*** Materials provided

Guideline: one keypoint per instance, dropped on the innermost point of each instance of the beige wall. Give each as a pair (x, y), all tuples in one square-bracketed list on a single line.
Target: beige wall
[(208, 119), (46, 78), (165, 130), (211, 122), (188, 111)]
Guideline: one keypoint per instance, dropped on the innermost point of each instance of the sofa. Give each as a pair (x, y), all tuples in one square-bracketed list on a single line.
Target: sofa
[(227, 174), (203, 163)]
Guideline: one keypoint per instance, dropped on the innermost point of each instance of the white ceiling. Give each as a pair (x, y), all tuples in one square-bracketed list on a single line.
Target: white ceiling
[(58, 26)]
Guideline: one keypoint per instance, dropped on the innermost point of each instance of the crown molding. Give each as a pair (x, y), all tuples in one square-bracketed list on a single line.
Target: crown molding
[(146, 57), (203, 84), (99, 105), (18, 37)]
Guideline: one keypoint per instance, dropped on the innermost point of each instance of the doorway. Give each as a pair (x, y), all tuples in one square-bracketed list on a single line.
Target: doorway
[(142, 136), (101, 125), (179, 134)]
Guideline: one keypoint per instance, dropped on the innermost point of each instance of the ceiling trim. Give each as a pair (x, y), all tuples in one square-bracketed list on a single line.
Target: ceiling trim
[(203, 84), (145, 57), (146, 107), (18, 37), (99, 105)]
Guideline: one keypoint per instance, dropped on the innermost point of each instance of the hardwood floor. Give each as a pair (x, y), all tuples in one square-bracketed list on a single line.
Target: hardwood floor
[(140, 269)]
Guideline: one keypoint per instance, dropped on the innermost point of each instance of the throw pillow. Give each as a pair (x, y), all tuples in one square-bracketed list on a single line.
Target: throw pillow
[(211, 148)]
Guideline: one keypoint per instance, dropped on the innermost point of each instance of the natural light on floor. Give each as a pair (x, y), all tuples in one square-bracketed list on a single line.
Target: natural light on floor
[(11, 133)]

******
*** Materials provided

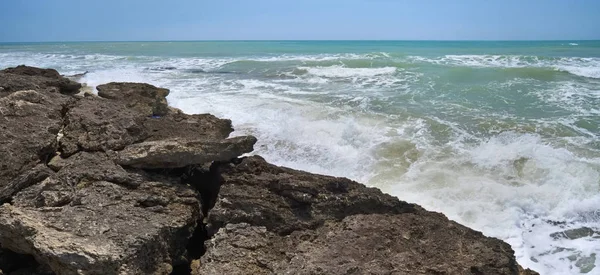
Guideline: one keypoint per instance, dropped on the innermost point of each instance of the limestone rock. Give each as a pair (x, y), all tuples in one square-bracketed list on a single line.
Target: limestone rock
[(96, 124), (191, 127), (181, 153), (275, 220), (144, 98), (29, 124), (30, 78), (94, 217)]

******

» Exercise prompt:
Turn the data from the line containing "of the hardwood" through the line containing "[(211, 148)]" into a numbered list, leaving out any blank lines.

» Result below:
1. Guideline: one keypoint per instance, dropped on the innermost point of each instance of the hardwood floor. Give each as a pair (x, y), all tuples in one square-bracketed list on a single line.
2. Target: hardwood floor
3. [(140, 269)]
4. Guideline: one keypoint per instance, dropped on the innermost point of each instance of the throw pillow. Give each as a pair (x, y), all tuples in one square-bracketed list on a single line.
5. Target: throw pillow
6. [(211, 148)]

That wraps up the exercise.